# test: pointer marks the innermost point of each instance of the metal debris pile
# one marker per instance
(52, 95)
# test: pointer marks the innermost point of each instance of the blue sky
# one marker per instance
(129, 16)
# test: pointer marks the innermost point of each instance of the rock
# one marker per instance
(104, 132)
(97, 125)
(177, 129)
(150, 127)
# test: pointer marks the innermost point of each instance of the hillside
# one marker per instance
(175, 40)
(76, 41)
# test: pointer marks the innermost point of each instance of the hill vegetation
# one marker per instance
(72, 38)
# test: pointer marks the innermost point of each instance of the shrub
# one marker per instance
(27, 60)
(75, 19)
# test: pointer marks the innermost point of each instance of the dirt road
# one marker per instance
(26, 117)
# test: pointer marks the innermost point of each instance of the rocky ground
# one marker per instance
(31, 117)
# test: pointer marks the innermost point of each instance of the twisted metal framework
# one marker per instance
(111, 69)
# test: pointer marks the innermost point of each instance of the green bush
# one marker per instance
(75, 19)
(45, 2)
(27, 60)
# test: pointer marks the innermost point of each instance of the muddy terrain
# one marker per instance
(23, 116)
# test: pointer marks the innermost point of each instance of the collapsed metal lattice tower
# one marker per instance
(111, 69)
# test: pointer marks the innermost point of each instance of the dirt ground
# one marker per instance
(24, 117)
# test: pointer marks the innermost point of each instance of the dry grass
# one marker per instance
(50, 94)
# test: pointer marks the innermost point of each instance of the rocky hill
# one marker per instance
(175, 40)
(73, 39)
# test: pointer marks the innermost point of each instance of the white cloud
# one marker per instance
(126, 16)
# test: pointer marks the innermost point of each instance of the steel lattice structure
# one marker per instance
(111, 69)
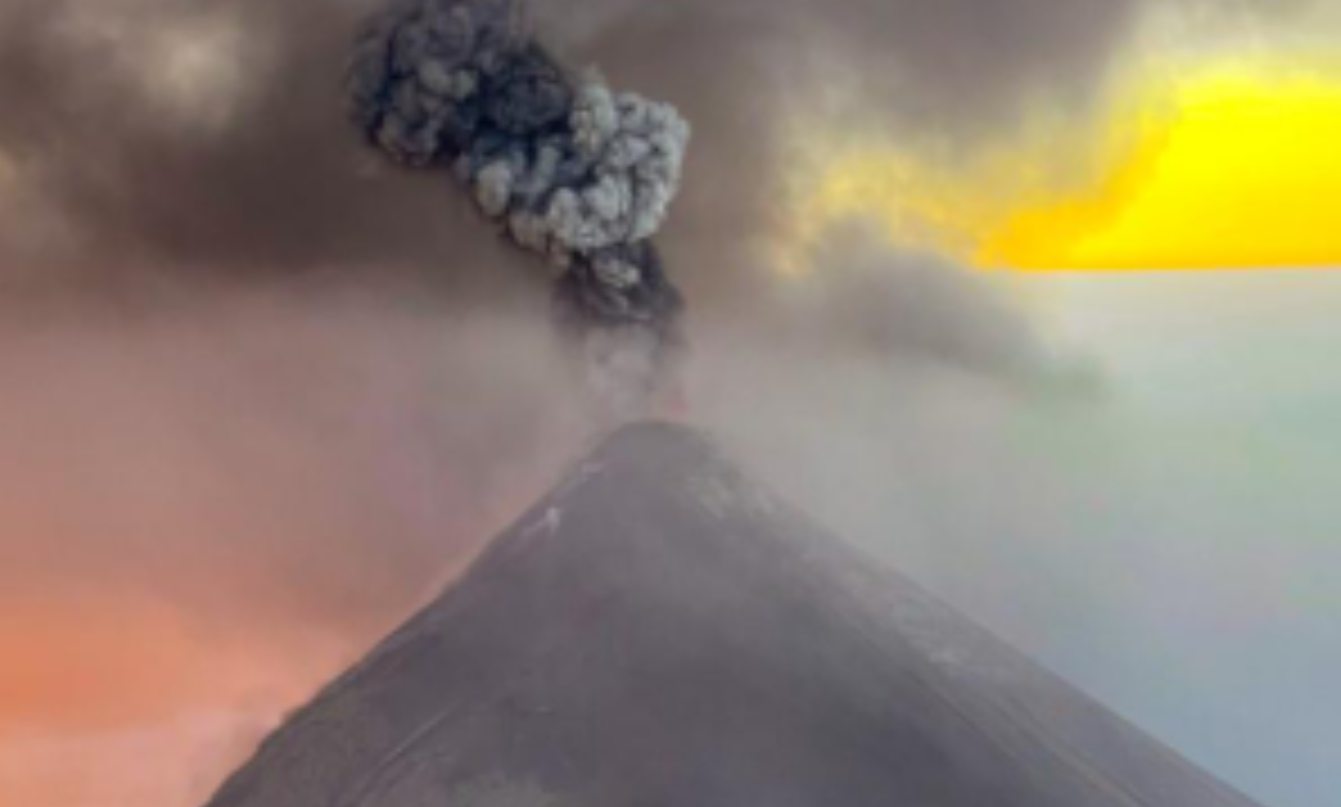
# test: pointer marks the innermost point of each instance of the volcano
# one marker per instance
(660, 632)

--

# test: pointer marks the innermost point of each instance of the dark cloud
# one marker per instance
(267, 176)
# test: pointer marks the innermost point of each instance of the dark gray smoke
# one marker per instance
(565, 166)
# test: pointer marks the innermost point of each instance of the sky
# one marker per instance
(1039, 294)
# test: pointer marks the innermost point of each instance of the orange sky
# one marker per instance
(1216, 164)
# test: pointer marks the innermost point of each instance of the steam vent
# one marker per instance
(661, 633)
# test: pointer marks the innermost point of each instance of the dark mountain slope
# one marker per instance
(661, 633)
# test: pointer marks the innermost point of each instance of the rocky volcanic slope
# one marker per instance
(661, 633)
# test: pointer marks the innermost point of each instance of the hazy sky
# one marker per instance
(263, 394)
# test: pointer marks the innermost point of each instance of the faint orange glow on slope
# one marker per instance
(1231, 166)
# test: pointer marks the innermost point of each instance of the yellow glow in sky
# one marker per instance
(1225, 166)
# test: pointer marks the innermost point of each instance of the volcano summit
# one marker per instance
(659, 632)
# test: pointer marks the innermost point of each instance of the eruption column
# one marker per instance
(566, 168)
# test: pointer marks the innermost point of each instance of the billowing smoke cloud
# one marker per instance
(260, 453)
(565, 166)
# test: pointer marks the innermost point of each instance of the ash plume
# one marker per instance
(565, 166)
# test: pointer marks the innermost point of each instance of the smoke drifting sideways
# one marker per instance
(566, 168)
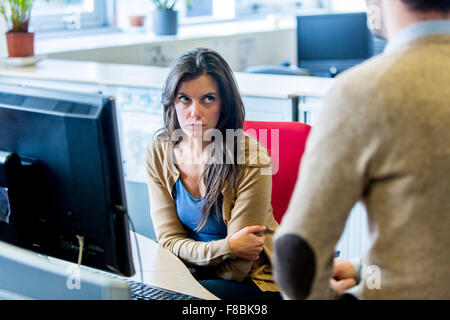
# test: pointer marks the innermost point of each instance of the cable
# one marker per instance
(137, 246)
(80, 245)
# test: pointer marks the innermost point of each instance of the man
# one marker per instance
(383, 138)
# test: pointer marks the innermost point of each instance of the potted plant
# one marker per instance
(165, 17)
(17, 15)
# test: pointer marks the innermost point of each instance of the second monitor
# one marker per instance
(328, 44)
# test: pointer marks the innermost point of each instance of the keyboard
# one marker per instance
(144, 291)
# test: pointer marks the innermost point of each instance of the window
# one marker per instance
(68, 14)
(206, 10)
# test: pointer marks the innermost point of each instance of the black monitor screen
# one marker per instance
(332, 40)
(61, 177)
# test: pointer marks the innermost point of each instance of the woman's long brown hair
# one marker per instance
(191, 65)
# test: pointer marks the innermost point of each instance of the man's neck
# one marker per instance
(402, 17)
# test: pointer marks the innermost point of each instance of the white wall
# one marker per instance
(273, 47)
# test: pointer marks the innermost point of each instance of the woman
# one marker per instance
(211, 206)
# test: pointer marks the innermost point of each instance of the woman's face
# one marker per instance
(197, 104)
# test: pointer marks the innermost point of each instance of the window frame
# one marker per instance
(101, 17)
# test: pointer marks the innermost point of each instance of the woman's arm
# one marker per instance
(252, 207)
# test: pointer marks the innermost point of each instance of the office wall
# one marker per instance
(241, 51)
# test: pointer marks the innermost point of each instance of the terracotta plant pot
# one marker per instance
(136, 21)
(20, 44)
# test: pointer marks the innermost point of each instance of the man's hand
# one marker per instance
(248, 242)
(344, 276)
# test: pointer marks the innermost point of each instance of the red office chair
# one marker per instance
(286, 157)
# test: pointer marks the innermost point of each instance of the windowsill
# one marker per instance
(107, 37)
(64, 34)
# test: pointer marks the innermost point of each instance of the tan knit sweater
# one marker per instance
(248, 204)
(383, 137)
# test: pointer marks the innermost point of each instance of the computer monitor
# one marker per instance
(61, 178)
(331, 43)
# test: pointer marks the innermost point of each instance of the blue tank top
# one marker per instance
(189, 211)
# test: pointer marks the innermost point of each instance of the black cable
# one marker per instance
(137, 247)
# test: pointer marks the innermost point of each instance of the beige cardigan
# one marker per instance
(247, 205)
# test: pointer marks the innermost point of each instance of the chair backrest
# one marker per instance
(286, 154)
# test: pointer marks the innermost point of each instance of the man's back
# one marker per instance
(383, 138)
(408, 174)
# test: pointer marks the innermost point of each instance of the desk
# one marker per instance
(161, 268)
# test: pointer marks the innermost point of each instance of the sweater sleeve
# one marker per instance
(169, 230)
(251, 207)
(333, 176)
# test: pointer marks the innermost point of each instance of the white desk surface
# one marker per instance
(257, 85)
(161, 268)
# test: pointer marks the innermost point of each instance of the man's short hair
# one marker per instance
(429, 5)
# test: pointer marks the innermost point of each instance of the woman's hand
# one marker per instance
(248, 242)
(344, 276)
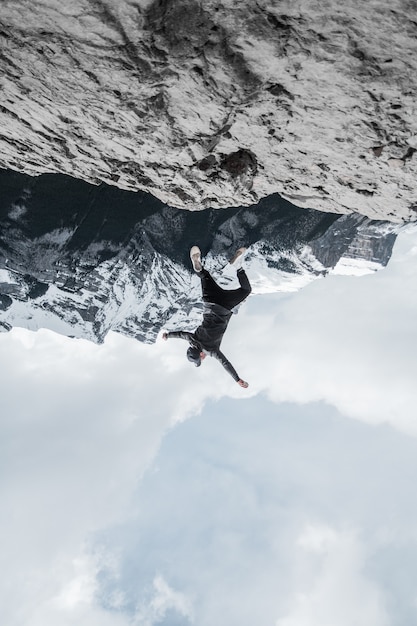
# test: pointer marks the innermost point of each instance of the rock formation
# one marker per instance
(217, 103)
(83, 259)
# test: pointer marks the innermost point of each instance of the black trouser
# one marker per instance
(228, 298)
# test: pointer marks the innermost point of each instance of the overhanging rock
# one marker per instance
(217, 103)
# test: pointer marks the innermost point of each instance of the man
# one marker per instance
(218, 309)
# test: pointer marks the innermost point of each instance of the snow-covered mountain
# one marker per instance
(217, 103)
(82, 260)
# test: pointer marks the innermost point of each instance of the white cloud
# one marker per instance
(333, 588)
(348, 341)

#### [Exercise aim]
How many lines in the items above contain the word "woman"? Reply with the number alone.

#### [Answer to this problem]
5